══ PASSAGE PROVIDED ══
Colony Ridge Land LLC and its affiliated entities will pay $68 million to resolve federal and state lawsuits alleging the Houston-area land developer engaged in predatory lending and discriminatory practices targeting Hispanic borrowers. The settlement, filed on February 10, 2026, resolves claims brought by the U.S. Department of Justice Civil Rights Division, the Consumer Financial Protection Bureau (CFPB), and the Texas Attorney General that Colony Ridge violated the Equal Credit Opportunity Act and the Fair Housing Act through a years-long scheme involving high-rate seller-financed mortgages on undeveloped, flood-prone land in Liberty County, Texas.
The $68 million breaks down into $48 million for infrastructure improvements in affected communities and $20 million earmarked for law enforcement, including a new police station and immigration enforcement funding. Beyond the money, Colony Ridge must halt all residential land sales directly to consumers for three years and implement sweeping operational reforms. Notably, no civil penalties were imposed, and the defendants deny wrongdoing.
Table of Contents
- What Led to the $68M Discrimination Lawsuit Against Colony Ridge?
- How Will the $68 Million Settlement Be Distributed?
- What Operational Restrictions Does Colony Ridge Now Face?
- What Should Affected Borrowers Do Now?
- Why the “No Penalty” Structure Matters
- The Fair Lending Laws Behind the Case
- What Happens When the Three-Year Moratorium Ends?
═══
PROMPT 1
Pull out every line of the rows below that contains the word "pixel".
══ RECORDS TO USE ══
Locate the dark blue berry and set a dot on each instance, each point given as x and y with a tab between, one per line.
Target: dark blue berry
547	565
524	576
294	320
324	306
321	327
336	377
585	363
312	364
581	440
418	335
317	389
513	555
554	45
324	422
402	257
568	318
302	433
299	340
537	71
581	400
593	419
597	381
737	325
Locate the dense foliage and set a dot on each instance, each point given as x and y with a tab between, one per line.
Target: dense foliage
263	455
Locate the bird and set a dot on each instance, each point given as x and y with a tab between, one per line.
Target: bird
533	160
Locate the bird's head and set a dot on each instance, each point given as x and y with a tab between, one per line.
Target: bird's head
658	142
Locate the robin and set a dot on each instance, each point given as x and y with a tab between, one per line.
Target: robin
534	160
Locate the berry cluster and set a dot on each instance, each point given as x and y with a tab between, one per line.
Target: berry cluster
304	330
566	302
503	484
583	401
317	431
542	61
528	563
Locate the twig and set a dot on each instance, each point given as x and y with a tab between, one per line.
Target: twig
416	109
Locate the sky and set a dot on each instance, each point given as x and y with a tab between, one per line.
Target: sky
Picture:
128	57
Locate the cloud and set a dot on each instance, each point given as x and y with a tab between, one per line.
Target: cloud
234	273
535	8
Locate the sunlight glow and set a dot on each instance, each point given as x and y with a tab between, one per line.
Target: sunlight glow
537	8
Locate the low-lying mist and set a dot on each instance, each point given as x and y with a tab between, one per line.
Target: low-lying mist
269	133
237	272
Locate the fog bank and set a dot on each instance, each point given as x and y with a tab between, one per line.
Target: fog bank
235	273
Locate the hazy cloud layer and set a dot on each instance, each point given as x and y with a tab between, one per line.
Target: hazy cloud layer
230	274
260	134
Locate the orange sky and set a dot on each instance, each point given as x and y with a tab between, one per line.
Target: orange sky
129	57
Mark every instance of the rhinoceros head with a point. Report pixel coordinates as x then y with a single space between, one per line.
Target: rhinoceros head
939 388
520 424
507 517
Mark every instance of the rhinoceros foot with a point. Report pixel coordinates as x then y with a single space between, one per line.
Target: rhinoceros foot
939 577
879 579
═══
PROMPT 2
According to the article on the Colony Ridge settlement, for how long must Colony Ridge halt residential land sales directly to consumers?

WORKED SOLUTION 1
Mark every instance of the rhinoceros head with a point. Report pixel coordinates as x then y with a single space between, one per line.
Mark every instance of the rhinoceros foot with a point. Report pixel coordinates as x then y with a single space between, one per line.

WORKED SOLUTION 2
Three years.